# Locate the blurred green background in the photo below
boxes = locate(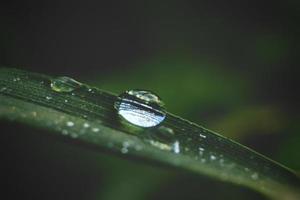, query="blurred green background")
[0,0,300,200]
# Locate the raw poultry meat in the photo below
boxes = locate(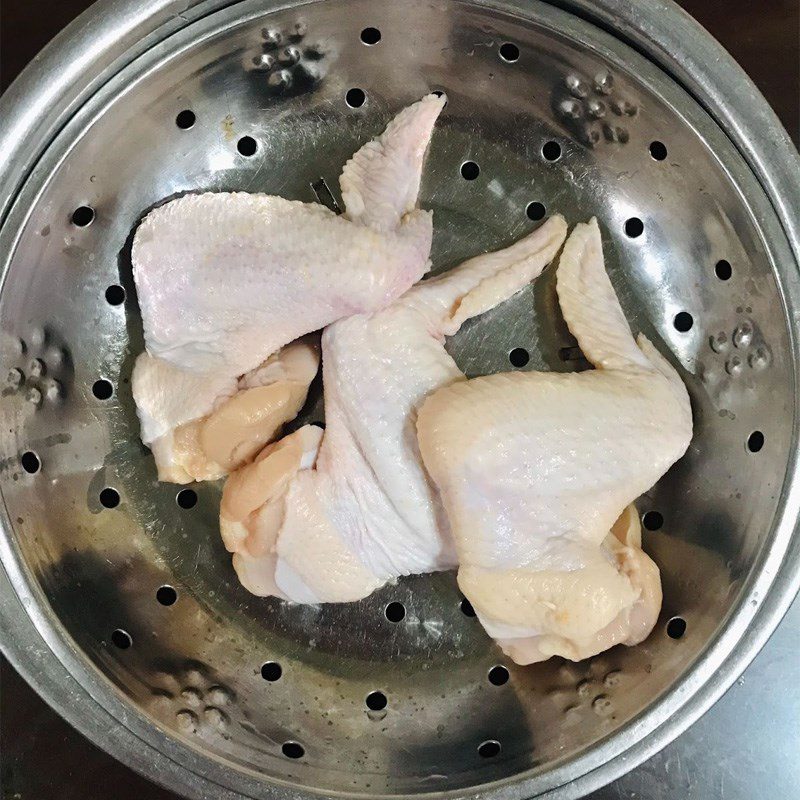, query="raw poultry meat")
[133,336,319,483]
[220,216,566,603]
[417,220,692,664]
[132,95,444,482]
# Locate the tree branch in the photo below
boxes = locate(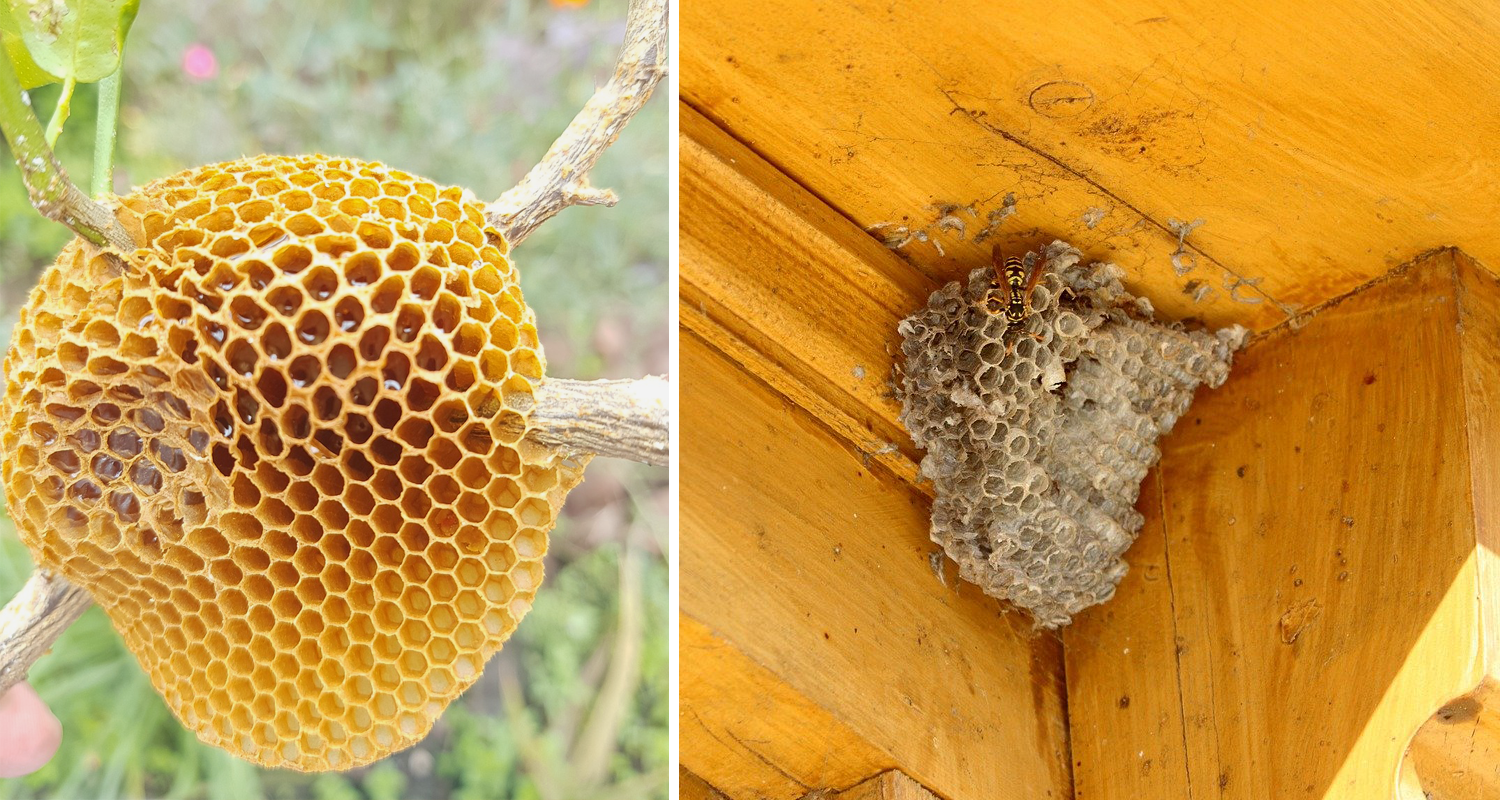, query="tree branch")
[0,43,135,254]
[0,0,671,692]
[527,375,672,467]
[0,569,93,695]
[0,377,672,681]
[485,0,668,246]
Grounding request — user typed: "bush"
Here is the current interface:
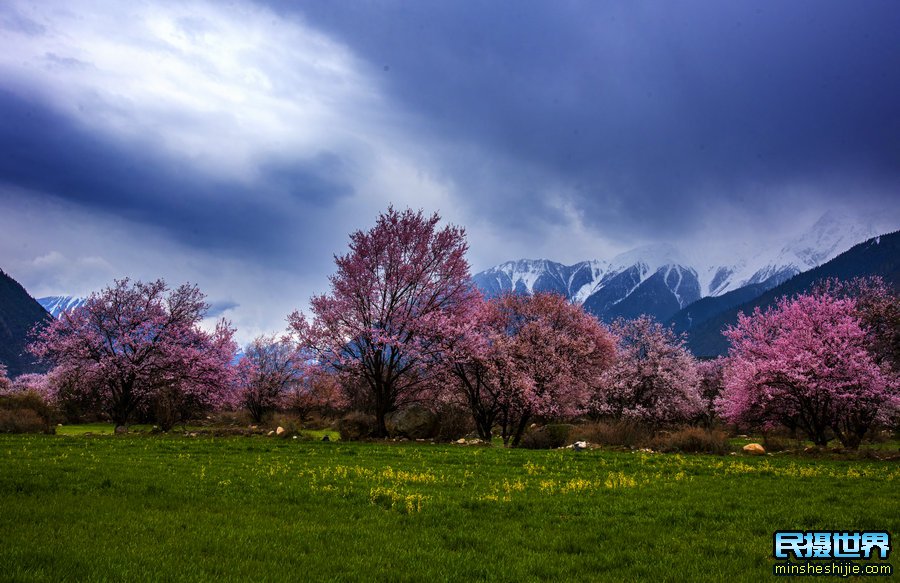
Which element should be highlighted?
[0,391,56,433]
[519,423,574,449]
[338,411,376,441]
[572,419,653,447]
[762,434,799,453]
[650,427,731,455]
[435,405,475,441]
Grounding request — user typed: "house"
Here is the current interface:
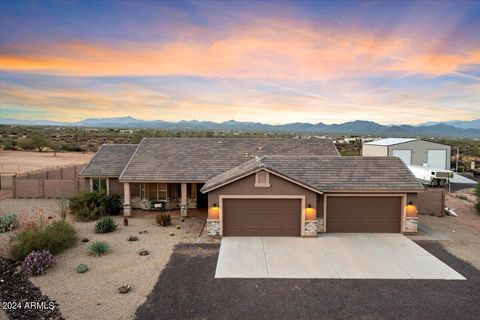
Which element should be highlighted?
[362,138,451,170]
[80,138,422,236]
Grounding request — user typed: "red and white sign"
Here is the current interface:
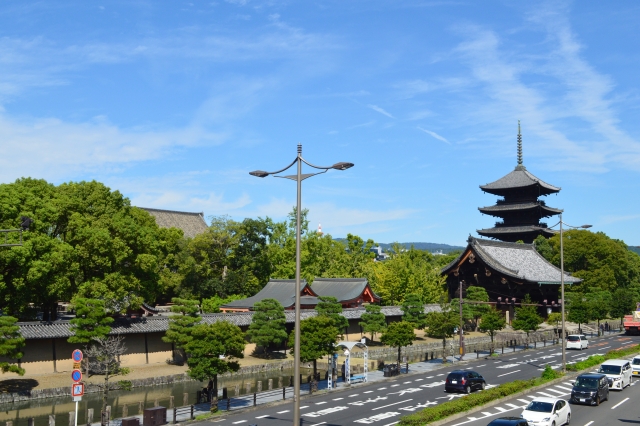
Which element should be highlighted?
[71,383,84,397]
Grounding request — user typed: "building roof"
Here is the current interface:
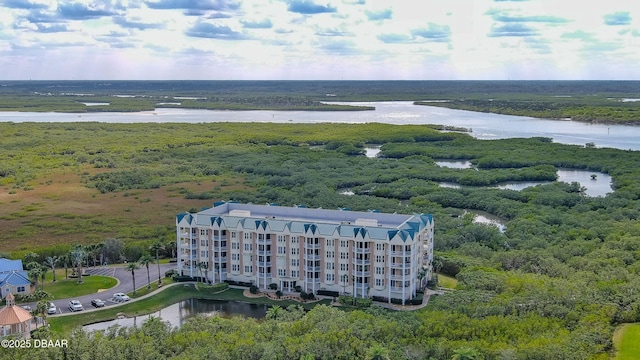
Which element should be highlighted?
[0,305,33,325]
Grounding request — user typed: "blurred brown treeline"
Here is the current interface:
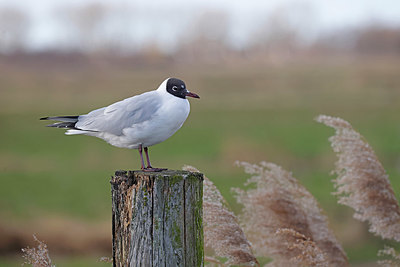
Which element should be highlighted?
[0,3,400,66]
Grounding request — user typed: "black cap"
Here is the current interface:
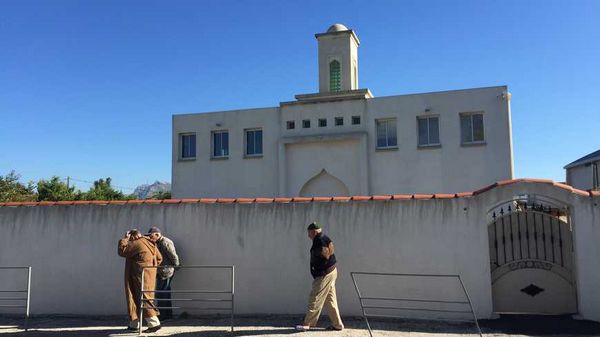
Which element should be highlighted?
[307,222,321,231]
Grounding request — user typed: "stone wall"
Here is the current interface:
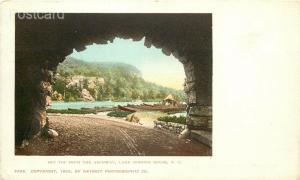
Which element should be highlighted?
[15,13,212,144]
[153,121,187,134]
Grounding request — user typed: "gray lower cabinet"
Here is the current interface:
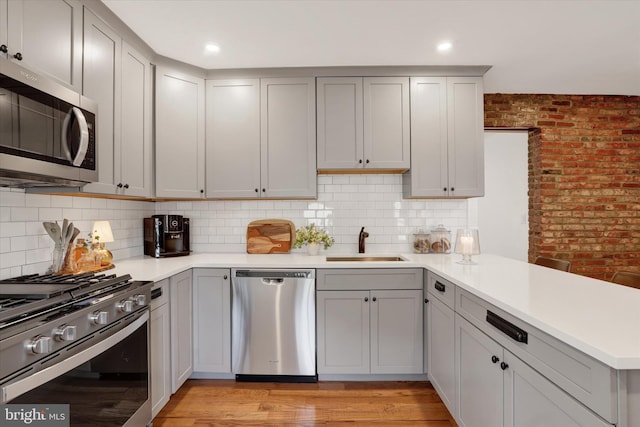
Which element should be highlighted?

INSTRUCTIONS FOR THE TASK: Collect every line in the listing above that contains the string "typed". Case counts when matching.

THE REPLY:
Grounding request — user typed: "bush"
Grounding request — user typed: "house"
Grounding request — user typed: "red and white sign"
Grounding request — user typed: "building roof"
Grounding request — user typed: "blurred brown treeline"
Grounding request — user typed: "black cap"
Grounding request — user typed: "stone wall"
Grounding request — user typed: "gray lower cabinet"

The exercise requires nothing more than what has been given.